● **PROBLEM TO SOLVE**: Nothing in the data may be omitted; output it all verbatim.

● **DATA PROVIDED**:
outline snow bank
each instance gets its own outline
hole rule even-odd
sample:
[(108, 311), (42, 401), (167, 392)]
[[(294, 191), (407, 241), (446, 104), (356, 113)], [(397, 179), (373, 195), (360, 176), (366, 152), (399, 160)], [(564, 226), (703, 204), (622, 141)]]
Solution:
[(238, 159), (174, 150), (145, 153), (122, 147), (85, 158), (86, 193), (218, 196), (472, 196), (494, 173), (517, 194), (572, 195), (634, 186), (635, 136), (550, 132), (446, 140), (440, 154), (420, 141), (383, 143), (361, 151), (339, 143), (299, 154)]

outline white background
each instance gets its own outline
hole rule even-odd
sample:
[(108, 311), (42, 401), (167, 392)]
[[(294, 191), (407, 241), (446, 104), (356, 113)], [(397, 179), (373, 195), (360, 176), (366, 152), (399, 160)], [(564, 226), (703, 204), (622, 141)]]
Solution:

● **WRITTEN SOLUTION**:
outline snow bank
each instance gets its own outline
hole rule even-odd
sample:
[(108, 311), (42, 401), (167, 392)]
[[(294, 191), (407, 241), (446, 104), (356, 113)], [(397, 179), (373, 195), (360, 176), (366, 152), (399, 160)], [(564, 226), (703, 204), (622, 141)]]
Solution:
[(238, 159), (174, 150), (145, 153), (122, 147), (85, 158), (86, 193), (218, 196), (472, 196), (494, 173), (517, 194), (572, 195), (634, 186), (635, 136), (550, 132), (446, 140), (440, 154), (420, 141), (383, 143), (361, 151), (339, 143), (299, 154)]

outline white background
each instance gets its own outline
hole rule even-odd
sample:
[(108, 311), (42, 401), (167, 392)]
[[(294, 191), (407, 241), (446, 104), (356, 113)], [(397, 179), (373, 195), (360, 176), (366, 152), (399, 160)], [(564, 226), (703, 204), (622, 141)]]
Solution:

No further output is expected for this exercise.